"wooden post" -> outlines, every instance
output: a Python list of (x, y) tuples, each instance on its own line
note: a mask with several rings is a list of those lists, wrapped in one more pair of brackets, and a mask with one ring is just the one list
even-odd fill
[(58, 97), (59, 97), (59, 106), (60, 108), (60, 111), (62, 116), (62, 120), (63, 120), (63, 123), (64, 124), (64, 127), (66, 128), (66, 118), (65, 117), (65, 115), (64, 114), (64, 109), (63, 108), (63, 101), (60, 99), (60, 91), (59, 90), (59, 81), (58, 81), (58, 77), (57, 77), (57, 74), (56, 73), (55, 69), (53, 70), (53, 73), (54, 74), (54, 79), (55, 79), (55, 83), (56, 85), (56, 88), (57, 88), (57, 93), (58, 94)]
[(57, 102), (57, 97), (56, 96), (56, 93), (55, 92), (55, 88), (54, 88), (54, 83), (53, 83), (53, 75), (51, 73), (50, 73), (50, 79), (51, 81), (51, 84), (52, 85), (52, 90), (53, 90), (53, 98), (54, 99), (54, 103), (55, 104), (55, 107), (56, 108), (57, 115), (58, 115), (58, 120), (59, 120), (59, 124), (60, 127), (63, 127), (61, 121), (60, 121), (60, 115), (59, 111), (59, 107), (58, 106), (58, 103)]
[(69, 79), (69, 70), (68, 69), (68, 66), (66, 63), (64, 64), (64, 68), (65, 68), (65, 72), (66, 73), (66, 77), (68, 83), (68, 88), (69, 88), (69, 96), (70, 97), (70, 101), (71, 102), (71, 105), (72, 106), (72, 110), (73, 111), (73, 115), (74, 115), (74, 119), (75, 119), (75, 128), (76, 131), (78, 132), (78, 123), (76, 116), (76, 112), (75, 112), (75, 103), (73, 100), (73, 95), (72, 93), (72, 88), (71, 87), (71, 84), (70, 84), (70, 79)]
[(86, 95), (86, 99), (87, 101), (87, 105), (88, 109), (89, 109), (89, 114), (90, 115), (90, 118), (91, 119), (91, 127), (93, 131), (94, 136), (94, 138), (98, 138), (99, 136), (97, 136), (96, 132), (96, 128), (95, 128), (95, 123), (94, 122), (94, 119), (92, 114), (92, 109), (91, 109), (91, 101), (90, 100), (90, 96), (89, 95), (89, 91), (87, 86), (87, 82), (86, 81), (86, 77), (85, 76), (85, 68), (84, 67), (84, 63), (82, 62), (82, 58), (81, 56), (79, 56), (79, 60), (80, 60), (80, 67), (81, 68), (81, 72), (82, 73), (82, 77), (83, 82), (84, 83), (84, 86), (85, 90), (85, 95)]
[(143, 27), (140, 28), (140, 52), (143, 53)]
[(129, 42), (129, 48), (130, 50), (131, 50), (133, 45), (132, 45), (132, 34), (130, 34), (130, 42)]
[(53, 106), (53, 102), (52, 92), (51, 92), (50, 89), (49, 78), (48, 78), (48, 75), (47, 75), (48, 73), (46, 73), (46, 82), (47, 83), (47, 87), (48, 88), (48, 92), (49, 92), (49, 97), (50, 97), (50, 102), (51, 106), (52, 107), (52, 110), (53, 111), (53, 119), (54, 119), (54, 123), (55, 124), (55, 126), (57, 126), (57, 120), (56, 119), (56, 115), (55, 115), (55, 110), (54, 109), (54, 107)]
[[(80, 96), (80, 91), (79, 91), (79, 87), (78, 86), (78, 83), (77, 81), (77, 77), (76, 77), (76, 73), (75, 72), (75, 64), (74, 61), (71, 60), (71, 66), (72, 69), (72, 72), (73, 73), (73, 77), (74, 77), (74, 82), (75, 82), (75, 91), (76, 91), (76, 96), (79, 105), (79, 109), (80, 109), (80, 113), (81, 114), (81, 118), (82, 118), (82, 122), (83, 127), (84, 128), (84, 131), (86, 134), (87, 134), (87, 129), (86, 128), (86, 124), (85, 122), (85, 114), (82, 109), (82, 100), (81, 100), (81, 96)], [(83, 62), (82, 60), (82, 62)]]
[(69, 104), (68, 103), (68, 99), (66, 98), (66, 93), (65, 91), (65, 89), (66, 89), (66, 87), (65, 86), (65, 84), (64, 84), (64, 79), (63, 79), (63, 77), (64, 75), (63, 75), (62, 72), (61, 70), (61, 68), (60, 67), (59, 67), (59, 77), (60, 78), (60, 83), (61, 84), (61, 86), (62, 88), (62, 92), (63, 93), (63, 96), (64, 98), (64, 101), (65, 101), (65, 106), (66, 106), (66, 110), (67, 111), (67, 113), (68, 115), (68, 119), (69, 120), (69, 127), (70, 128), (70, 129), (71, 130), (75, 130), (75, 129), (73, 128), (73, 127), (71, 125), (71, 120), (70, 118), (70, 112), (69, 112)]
...
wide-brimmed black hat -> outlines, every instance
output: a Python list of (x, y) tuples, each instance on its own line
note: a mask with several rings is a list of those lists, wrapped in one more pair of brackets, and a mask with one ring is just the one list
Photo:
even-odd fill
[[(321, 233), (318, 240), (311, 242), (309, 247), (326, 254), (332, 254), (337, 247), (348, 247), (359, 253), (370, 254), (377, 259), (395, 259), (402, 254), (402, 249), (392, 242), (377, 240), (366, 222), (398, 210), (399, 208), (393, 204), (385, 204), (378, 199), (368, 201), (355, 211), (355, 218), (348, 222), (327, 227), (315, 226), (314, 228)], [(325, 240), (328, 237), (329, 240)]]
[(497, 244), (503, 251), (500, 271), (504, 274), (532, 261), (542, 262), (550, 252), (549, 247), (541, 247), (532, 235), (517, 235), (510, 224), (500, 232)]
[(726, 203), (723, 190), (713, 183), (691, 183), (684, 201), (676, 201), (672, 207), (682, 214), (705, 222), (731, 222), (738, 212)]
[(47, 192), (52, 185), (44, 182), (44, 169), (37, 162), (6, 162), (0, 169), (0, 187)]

#### Set problem:
Rewrite every line of the records starting at the line containing "wide-brimmed black hat" and ending at the line containing "169), (0, 187)]". Shift each coordinate in the outlines by adding 97 to it, and leave all other lines unchanged.

#### Completed task:
wide-brimmed black hat -> outlines, every instance
output: a Python list of (x, y) tuples, each instance on its own line
note: a mask with several rings is a list of those lists, wrapped in one more pair of brackets, and a mask with one ring is just the one list
Photo:
even-odd fill
[[(418, 330), (415, 337), (408, 339), (406, 344), (423, 351), (429, 351), (434, 344), (445, 344), (456, 350), (467, 351), (474, 356), (492, 356), (499, 351), (499, 346), (489, 339), (474, 337), (463, 319), (495, 307), (496, 305), (490, 301), (482, 301), (475, 296), (465, 298), (452, 308), (452, 315), (445, 319), (424, 324), (412, 323), (411, 325)], [(422, 337), (425, 334), (426, 337)]]
[(594, 341), (600, 348), (597, 368), (601, 371), (629, 358), (639, 359), (647, 349), (646, 344), (638, 344), (629, 332), (614, 332), (607, 321), (597, 329)]
[(823, 300), (820, 287), (810, 280), (788, 280), (781, 298), (773, 298), (769, 304), (779, 311), (802, 319), (828, 319), (835, 309)]
[(144, 289), (149, 282), (141, 279), (141, 266), (134, 259), (103, 259), (97, 266), (97, 284)]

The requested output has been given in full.